▸ WHAT THE TASK REQUIRES
Output the entries in full and verbatim, pictures omitted.
───
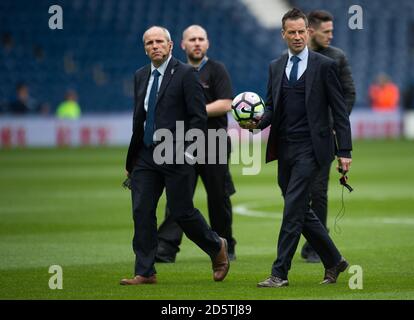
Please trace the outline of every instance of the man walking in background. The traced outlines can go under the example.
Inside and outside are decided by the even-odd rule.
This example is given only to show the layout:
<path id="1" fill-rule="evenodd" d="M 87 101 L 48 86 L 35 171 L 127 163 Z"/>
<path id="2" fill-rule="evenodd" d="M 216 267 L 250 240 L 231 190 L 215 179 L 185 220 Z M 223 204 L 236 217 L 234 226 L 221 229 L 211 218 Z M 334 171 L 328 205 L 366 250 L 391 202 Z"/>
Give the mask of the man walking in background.
<path id="1" fill-rule="evenodd" d="M 183 32 L 181 48 L 185 51 L 187 62 L 198 70 L 206 99 L 208 129 L 227 130 L 227 112 L 231 110 L 233 90 L 230 76 L 222 63 L 207 57 L 209 40 L 206 30 L 199 25 L 189 26 Z M 206 136 L 208 139 L 208 135 Z M 218 141 L 215 141 L 218 143 Z M 206 147 L 209 142 L 206 140 Z M 227 159 L 230 155 L 230 139 L 227 138 Z M 201 177 L 207 192 L 208 214 L 211 228 L 227 240 L 230 260 L 236 258 L 232 232 L 232 205 L 230 196 L 235 192 L 229 165 L 219 163 L 219 149 L 215 155 L 206 148 L 206 163 L 196 164 L 194 191 L 198 177 Z M 180 226 L 169 218 L 168 203 L 166 218 L 158 229 L 158 251 L 156 261 L 174 262 L 183 236 Z"/>
<path id="2" fill-rule="evenodd" d="M 333 16 L 327 11 L 314 10 L 308 14 L 308 21 L 309 48 L 335 60 L 338 66 L 338 77 L 342 85 L 346 108 L 348 114 L 351 114 L 355 103 L 355 85 L 345 53 L 341 49 L 330 45 L 333 39 Z M 332 122 L 333 119 L 331 119 L 331 126 Z M 330 169 L 330 163 L 322 167 L 319 174 L 315 177 L 311 188 L 311 208 L 325 228 L 327 228 Z M 316 251 L 308 242 L 305 242 L 303 245 L 301 256 L 307 262 L 318 263 L 321 261 Z"/>

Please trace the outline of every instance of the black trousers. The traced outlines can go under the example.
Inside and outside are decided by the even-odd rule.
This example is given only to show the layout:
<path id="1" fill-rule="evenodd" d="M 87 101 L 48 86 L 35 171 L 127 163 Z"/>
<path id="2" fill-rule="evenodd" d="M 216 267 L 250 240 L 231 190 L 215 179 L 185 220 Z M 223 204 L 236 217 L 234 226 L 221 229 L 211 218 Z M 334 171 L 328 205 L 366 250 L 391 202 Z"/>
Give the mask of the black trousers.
───
▸ SOLUTION TO THIS EXERCISE
Please trace the outline of every instance of the man walking in background. The traced outlines can go under the example.
Inside and outside are decided by the even-odd rule.
This example is given only to show the layout:
<path id="1" fill-rule="evenodd" d="M 87 101 L 48 86 L 35 171 L 127 163 Z"/>
<path id="2" fill-rule="evenodd" d="M 216 267 L 250 240 L 231 190 L 215 179 L 185 220 Z M 223 204 L 236 217 L 234 226 L 221 229 L 211 218 Z M 334 171 L 328 205 L 366 250 L 391 202 Z"/>
Give the mask of the man walking in background.
<path id="1" fill-rule="evenodd" d="M 183 32 L 181 48 L 185 51 L 187 62 L 198 70 L 206 99 L 208 129 L 227 130 L 227 112 L 231 110 L 233 90 L 230 76 L 222 63 L 207 57 L 209 40 L 206 30 L 199 25 L 189 26 Z M 206 136 L 208 139 L 208 135 Z M 218 141 L 215 141 L 218 143 Z M 206 147 L 209 142 L 206 140 Z M 227 159 L 230 155 L 230 139 L 227 138 Z M 201 177 L 207 192 L 208 214 L 211 228 L 227 240 L 230 260 L 236 258 L 232 232 L 232 205 L 230 196 L 235 192 L 229 165 L 219 163 L 219 149 L 215 155 L 206 148 L 206 163 L 196 164 L 194 191 L 198 177 Z M 180 226 L 169 218 L 168 203 L 166 218 L 158 229 L 158 251 L 156 261 L 174 262 L 183 236 Z"/>
<path id="2" fill-rule="evenodd" d="M 333 16 L 327 11 L 314 10 L 308 14 L 308 21 L 309 48 L 335 60 L 338 66 L 338 77 L 342 85 L 346 108 L 348 114 L 351 114 L 355 103 L 355 85 L 345 53 L 341 49 L 330 45 L 333 39 Z M 332 122 L 333 119 L 331 119 L 331 126 Z M 330 169 L 330 163 L 322 167 L 319 174 L 315 177 L 311 188 L 311 208 L 325 228 L 327 228 Z M 316 251 L 308 242 L 305 242 L 303 245 L 301 256 L 307 262 L 318 263 L 321 261 Z"/>

Please trace the outline of every instance of the black trousers. The traced outlines can go under the example.
Inside and outside are decided by the even-odd rule.
This example is given only to show the layout:
<path id="1" fill-rule="evenodd" d="M 87 101 L 48 86 L 35 171 L 127 163 Z"/>
<path id="2" fill-rule="evenodd" d="M 216 267 L 250 240 L 231 190 L 215 179 L 185 220 Z M 223 204 L 236 217 L 234 226 L 221 229 L 211 218 Z M 334 171 L 328 205 L 366 250 L 391 202 Z"/>
Give the mask of the black trousers.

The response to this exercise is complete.